A brief examination of the two systems

  • Core construction elements

Second Life is a fairly old platform, and as such it faced many challenges with respect to embracing a variety of hardware, most of it less than capable when it comes to graphics performance. Consequently, many choices were made that optimized for both low performance requirements (relatively speaking), and simplicity in the toolset, which was entirely self-containted in it's original form.

Unity, in contrast, exposes the full spectrum of hardware capabilites to the creator in the editor interface. Additionally, every opportunity has been made to keep Unity highly performant at the 'point of sale'.

There are consequences in each of these platform design choices. Like the differences in platforms, the differences in consequences are significant.

For Second Life, keeping things very simple and spreading the resources around the application was paramount. The success of this model is obvious; it's a horse many of us get on and ride with satisfaction and utility to this day. Unity, however, is a stealth jet. Piloting skills are required.

So what does all this have to do with texture animation? Well, only a lot. The objects produced by and for Second Life users are made up in-situ, out of object components that are mathmatical abstractions of models. As such, they have some fairly unique properties. As with anything unique, it sets all else apart. Unity, however, directly employs modelled assets freely available to the video gaming marketplace; or that are produced using the same industry standard tools as these models. It is a gaming engine, not a modelling/animation suite. 3DSMax, Maya, Cheetah3D, Blender, the list goes on; all of these, with notable exceptions, focus on being modelling or animation tools. Chances are, if it can export an FBX or OBJ filetype, it can be used to produce models for Unity. This leaves Unity with substantially more resources to bring to bear upon delivering a strong game engine.

Let's cut to the chase: can we animate the faces of objects with textures in Unity, as we do in Second Life? The short answer is no. Not even a little. That doesn't mean the same effect can't be achieved; it simply means that the method by which it is acheived may seem quite foreign when first encountered.

Just remember, when in Rome, do stuff like the Romans do.

One quick note: It has become possible in the past few years to upload fully modelled mesh content to Second Life. We're not going to worry about that too much, except to say that making content for Unity is lagely identical to making mesh content for SL, so if you know anything about that, you have an idea of the nature and scope of the task.

- **Given information**
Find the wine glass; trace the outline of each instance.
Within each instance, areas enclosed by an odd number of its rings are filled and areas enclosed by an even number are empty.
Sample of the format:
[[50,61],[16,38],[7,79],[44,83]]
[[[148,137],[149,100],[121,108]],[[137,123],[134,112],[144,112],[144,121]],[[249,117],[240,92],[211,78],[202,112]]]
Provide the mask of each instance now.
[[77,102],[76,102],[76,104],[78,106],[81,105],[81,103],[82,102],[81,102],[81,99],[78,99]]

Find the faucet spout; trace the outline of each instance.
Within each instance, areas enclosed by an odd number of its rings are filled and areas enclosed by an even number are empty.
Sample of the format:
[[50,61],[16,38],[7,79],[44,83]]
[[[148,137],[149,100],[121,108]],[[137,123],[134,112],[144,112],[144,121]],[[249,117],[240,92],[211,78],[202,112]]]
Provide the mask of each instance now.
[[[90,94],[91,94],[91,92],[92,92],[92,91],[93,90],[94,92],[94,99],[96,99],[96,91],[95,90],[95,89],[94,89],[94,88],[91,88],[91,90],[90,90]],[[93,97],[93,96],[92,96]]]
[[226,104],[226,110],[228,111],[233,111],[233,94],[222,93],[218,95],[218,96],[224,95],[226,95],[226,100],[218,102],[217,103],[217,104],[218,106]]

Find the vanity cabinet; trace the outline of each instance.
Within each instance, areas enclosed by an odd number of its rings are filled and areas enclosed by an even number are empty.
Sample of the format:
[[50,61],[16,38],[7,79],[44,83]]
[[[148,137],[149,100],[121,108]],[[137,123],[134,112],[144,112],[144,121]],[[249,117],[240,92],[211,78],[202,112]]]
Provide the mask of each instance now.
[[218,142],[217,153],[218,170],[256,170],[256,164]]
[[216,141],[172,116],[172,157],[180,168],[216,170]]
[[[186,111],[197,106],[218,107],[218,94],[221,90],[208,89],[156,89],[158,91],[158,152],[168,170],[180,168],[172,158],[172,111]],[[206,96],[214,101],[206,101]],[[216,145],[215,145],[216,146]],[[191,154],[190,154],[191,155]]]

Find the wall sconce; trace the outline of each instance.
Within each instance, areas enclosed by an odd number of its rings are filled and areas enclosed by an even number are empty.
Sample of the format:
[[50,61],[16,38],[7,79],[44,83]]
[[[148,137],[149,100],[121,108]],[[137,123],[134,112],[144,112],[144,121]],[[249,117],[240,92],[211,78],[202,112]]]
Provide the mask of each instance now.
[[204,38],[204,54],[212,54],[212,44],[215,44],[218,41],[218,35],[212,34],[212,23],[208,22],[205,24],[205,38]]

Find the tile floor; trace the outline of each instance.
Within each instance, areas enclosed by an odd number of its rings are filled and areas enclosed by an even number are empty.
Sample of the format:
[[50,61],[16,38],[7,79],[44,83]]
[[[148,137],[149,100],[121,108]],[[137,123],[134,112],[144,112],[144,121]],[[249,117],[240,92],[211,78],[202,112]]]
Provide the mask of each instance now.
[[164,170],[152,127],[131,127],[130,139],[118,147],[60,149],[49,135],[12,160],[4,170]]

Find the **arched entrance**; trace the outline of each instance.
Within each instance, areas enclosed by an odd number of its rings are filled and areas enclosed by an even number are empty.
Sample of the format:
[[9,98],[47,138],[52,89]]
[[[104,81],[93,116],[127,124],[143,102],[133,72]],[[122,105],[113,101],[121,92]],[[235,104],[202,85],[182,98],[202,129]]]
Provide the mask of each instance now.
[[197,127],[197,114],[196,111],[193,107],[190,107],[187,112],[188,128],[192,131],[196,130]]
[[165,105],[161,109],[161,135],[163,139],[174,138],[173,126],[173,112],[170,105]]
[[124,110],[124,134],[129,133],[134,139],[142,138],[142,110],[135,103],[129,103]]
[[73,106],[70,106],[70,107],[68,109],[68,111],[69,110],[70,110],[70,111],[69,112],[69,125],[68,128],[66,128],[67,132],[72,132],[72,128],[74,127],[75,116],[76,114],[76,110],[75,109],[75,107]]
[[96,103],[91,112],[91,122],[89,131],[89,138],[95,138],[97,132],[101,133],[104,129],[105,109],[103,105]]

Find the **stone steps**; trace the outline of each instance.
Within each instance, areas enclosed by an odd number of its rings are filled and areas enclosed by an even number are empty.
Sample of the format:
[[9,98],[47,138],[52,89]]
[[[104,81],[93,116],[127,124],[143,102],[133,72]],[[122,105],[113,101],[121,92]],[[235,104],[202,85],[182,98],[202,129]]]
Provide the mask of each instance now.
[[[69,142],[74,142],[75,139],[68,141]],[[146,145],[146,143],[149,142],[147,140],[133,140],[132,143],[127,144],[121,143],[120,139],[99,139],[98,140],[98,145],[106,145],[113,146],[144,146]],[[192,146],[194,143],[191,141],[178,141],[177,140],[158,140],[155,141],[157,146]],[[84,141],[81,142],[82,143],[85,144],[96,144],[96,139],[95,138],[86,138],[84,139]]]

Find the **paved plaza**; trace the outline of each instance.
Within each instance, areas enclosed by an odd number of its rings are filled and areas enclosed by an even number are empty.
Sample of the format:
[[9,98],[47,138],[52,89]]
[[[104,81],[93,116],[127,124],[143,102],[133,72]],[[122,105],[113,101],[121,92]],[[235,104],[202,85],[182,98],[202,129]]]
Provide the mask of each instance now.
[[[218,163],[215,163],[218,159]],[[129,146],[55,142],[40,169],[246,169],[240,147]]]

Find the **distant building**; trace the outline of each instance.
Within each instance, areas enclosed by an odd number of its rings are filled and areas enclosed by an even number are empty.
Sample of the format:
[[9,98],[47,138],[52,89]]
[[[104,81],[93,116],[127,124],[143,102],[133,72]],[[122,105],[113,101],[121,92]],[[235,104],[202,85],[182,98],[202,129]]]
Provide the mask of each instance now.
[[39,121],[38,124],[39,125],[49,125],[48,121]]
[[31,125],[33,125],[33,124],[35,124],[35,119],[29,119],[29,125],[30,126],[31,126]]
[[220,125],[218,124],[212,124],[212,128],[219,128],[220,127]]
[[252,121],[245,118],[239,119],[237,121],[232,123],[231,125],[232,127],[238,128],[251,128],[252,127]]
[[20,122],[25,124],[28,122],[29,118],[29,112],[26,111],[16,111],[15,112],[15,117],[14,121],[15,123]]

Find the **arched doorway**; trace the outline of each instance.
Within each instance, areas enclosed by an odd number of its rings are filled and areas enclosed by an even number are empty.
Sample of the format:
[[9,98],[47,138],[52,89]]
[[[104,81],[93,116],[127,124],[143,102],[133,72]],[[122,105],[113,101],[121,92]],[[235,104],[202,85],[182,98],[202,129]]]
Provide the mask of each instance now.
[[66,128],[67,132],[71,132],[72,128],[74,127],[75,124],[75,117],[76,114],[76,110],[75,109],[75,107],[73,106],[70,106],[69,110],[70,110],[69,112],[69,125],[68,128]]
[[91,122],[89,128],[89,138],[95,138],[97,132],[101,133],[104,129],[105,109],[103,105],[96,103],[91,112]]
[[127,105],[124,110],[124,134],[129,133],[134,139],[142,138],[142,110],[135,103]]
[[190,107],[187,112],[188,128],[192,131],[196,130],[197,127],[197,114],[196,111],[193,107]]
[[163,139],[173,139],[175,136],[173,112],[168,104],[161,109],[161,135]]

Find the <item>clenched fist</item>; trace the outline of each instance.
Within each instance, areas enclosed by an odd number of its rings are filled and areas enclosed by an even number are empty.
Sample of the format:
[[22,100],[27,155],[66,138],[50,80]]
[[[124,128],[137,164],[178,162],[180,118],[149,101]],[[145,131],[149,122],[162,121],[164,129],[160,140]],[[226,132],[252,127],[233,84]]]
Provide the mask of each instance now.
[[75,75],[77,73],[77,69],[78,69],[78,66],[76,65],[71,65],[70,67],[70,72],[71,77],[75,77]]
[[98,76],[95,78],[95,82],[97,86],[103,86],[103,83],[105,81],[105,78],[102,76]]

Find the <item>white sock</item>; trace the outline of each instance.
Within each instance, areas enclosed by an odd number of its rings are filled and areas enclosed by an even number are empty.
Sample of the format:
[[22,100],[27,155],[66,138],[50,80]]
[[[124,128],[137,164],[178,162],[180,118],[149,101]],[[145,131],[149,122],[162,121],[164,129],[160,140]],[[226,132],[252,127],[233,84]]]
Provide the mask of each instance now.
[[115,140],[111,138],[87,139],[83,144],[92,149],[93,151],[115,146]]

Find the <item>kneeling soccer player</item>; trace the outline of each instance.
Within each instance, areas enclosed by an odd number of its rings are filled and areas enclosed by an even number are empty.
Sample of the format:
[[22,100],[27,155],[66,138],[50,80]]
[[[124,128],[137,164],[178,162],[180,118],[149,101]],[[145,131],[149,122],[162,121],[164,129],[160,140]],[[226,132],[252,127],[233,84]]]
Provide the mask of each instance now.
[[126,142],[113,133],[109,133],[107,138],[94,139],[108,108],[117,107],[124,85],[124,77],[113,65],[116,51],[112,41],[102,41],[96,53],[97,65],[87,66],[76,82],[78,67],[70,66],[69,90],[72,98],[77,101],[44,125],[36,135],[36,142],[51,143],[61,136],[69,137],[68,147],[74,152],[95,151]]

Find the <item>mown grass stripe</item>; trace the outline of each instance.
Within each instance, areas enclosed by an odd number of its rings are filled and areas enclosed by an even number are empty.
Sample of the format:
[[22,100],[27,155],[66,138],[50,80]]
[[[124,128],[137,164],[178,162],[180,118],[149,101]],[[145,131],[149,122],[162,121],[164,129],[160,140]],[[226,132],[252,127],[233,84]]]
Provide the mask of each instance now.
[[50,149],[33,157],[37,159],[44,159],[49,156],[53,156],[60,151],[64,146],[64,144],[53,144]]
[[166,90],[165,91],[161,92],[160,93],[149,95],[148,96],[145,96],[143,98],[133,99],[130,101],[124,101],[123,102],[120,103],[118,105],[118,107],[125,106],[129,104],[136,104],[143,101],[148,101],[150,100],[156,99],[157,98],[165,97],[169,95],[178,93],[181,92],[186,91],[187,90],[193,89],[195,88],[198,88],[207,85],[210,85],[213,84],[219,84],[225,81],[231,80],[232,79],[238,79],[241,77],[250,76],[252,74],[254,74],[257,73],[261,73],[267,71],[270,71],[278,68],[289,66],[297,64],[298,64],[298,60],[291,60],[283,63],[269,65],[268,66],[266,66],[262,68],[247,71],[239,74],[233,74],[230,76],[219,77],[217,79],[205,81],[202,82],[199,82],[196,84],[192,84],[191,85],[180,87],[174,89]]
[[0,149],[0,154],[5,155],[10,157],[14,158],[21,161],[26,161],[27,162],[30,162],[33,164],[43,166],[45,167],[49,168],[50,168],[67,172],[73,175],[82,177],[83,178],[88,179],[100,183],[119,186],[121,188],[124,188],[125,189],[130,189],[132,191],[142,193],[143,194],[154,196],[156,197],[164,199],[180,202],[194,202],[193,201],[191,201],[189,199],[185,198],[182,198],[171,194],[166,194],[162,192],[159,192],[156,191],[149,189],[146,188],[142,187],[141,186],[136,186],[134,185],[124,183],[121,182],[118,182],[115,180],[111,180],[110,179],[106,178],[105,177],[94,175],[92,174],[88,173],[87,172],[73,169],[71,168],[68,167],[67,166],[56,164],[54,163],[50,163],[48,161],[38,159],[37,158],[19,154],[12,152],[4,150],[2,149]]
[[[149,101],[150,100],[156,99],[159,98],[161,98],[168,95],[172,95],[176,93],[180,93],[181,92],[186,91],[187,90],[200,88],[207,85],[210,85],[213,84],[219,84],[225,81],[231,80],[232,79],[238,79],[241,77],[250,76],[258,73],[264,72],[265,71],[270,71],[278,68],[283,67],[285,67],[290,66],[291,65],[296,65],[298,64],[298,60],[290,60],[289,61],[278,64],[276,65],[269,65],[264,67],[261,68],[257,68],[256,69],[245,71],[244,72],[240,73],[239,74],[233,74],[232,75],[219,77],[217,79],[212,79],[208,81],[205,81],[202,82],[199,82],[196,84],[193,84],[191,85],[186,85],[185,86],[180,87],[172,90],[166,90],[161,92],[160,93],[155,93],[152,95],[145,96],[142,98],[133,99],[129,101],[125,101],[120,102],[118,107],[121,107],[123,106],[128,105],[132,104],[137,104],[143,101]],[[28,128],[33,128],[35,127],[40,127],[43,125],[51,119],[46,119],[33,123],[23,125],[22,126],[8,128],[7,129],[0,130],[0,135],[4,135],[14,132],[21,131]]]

- **Required work**
1. According to the comparison of Second Life and Unity, why did Second Life make design choices that favored low performance requirements and a simple toolset?
2. List every modelling or animation tool named in the comparison of Second Life and Unity.
3. In the comparison of Second Life and Unity, which file types must a tool be able to export for it to likely be usable for producing Unity models?

- **Final results**
1. Second Life is a fairly old platform that had to support a wide variety of hardware, and most of that hardware had limited graphics performance. Its choices were optimized for low performance requirements and a simple, self-contained toolset as a result.

2. 3DSMax, Maya, Cheetah3D, Blender

3. FBX or OBJ